*YOUR ASSIGNMENT:*
What is needed is every line of the data that includes the word "black". Please copy each one.

[Saved entries]
---

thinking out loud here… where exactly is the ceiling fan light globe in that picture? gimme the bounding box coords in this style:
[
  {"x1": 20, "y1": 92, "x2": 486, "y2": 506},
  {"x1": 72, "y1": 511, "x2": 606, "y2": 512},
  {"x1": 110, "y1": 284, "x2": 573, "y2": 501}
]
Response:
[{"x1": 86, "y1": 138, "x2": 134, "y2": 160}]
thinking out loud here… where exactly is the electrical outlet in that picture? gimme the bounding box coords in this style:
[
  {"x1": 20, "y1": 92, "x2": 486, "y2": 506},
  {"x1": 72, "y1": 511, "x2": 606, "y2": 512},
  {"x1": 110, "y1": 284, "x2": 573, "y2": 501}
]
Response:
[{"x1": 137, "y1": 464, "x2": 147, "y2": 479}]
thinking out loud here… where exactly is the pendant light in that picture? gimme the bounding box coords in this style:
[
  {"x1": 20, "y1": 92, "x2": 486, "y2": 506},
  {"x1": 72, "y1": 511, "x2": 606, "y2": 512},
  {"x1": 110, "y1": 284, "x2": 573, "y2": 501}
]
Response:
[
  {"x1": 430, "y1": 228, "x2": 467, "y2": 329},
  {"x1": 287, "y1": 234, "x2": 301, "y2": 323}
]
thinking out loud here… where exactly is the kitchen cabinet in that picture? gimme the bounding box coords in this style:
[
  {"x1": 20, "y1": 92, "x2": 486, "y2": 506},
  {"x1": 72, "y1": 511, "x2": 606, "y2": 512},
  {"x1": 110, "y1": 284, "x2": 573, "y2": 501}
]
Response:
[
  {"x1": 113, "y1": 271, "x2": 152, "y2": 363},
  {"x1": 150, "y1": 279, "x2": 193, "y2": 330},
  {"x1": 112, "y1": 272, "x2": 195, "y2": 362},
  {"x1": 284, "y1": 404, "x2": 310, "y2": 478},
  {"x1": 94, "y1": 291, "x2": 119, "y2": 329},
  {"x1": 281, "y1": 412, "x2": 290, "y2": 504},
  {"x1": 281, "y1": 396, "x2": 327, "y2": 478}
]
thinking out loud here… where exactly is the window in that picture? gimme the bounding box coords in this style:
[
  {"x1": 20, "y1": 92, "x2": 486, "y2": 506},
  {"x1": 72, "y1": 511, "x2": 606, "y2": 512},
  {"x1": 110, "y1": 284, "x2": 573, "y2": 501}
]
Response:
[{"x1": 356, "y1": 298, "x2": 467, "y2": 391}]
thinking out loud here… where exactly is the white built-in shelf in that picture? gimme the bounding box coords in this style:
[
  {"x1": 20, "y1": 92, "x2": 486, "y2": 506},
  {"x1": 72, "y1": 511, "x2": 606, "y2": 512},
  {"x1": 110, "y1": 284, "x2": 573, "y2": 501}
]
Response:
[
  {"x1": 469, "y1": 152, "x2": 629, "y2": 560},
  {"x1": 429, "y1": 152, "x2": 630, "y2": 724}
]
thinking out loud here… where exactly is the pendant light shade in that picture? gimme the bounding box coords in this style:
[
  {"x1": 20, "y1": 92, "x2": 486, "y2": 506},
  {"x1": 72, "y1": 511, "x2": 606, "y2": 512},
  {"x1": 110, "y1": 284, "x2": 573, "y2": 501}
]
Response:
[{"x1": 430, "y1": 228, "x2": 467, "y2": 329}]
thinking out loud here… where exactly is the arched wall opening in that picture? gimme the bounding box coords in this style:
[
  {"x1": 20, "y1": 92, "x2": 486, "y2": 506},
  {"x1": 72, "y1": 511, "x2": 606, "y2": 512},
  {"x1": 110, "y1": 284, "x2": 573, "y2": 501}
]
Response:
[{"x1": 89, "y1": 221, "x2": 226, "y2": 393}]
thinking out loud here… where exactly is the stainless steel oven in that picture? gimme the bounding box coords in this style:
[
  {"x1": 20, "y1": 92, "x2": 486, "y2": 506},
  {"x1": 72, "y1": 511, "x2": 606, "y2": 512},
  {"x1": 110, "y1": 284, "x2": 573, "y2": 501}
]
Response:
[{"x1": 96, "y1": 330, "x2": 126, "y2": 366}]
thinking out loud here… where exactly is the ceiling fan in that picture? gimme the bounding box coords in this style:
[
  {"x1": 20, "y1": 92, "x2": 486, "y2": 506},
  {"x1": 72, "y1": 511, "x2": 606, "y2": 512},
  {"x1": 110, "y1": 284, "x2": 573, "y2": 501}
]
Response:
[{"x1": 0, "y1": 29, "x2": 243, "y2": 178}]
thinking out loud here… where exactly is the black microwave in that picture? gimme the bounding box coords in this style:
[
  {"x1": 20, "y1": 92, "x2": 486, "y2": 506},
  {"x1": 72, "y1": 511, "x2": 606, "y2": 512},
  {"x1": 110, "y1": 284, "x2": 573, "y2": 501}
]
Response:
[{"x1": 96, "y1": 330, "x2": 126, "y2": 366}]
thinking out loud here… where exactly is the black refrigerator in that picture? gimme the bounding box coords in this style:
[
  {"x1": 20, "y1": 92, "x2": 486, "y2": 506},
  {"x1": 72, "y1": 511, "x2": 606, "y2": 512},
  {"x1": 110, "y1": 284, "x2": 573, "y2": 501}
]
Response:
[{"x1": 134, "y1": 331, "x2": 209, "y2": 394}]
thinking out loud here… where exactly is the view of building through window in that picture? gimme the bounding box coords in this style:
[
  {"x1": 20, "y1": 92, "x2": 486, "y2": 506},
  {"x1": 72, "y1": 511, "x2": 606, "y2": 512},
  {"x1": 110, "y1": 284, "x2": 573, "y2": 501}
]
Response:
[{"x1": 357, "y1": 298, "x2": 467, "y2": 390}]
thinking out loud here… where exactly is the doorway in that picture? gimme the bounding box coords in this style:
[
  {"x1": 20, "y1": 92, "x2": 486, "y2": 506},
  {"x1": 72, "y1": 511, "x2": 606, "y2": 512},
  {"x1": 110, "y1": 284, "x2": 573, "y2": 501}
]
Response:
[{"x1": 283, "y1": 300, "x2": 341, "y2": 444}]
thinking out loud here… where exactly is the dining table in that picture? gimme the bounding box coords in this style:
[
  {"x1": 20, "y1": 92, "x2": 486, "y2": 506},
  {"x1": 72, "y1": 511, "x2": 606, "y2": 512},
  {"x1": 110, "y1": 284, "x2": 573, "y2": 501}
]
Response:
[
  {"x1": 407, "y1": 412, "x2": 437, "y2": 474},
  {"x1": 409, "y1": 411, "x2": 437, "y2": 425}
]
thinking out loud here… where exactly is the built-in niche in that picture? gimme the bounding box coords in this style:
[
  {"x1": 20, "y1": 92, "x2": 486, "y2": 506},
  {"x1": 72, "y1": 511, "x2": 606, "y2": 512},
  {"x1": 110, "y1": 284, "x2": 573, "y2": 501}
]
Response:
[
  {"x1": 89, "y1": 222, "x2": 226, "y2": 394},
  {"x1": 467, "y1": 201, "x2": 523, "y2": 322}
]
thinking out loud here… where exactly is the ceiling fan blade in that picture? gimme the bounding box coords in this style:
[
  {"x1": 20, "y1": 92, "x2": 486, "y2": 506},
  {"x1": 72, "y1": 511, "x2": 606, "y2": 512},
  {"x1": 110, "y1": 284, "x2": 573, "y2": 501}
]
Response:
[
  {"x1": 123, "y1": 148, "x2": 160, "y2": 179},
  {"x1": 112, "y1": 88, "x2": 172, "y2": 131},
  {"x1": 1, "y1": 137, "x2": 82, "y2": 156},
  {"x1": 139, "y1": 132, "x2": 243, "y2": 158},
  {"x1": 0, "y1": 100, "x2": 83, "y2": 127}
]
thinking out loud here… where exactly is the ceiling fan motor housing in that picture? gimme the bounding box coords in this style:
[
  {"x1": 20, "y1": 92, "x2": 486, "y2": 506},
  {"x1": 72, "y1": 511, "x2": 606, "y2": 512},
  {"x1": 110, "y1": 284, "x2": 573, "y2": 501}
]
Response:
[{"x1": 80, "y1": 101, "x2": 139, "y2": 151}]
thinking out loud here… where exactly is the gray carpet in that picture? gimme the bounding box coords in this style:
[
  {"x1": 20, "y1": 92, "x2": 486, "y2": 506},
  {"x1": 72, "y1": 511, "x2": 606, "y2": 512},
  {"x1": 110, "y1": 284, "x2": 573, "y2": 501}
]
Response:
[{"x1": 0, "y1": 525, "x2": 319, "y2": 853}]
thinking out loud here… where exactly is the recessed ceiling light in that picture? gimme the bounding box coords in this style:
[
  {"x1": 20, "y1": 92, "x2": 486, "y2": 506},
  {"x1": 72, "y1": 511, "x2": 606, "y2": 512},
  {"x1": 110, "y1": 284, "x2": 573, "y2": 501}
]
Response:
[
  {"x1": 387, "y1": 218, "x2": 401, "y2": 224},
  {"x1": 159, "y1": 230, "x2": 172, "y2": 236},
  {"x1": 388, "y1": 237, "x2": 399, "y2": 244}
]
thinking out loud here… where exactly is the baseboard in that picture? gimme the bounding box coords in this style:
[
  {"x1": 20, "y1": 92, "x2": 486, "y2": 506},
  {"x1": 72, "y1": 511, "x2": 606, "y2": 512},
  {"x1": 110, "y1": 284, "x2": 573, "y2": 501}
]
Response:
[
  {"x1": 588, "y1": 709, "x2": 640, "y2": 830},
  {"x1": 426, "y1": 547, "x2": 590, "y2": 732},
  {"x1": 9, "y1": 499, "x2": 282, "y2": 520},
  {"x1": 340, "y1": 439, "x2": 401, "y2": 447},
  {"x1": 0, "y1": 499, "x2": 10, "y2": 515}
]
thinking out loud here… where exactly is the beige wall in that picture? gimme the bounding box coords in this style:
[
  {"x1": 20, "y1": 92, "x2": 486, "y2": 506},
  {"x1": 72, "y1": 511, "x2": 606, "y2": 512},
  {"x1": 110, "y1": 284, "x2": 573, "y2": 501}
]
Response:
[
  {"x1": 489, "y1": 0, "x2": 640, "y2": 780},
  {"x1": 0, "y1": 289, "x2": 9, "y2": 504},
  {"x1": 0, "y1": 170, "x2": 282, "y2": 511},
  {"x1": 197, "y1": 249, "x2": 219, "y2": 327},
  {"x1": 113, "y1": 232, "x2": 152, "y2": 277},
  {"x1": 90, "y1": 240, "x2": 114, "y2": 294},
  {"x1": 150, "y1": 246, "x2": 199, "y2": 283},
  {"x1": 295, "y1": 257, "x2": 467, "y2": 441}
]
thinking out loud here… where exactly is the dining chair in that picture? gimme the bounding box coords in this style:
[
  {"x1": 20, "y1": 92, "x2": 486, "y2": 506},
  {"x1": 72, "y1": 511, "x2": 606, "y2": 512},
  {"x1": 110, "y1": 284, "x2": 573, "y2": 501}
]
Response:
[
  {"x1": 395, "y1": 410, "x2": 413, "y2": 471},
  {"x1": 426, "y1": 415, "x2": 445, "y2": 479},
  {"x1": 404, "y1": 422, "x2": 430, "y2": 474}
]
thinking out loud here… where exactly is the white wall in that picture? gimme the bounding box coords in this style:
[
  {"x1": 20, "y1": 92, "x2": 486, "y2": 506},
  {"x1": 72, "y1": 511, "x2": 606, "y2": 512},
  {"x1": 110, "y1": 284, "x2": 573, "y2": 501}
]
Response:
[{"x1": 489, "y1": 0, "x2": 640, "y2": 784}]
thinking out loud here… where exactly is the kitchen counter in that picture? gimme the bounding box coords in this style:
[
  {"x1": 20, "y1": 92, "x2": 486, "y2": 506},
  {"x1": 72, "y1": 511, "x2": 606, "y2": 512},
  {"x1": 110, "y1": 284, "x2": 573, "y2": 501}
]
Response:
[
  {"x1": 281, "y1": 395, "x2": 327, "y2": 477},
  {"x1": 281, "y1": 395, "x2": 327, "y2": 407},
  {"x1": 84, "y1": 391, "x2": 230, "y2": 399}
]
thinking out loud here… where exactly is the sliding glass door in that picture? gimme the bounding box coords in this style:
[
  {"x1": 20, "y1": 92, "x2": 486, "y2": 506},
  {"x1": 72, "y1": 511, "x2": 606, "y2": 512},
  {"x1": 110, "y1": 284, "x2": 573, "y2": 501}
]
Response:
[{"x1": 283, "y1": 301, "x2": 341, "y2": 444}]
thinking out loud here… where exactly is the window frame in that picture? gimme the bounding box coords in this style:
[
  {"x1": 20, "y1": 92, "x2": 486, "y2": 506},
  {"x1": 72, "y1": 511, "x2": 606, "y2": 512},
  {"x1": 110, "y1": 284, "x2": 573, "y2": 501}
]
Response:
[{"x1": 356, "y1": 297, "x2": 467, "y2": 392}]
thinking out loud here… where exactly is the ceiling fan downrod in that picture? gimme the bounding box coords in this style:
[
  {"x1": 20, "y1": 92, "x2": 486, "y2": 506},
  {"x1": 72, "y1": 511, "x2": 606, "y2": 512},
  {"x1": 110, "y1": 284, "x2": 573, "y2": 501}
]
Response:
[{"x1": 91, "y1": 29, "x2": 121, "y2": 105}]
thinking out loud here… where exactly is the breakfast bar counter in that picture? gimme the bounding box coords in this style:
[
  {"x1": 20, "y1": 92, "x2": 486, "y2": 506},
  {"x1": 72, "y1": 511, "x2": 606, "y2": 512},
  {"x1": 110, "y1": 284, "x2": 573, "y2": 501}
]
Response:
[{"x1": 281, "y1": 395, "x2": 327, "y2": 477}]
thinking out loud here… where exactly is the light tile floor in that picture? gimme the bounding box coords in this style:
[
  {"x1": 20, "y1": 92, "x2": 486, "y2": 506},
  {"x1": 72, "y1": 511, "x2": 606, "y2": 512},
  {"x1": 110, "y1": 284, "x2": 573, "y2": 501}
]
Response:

---

*WORKED SOLUTION:*
thinking out loud here… where exactly is the black microwave in that picture? gimme the bounding box coords in this style:
thinking out loud here… where exactly is the black refrigerator in that picture? gimme the bounding box coords in this style:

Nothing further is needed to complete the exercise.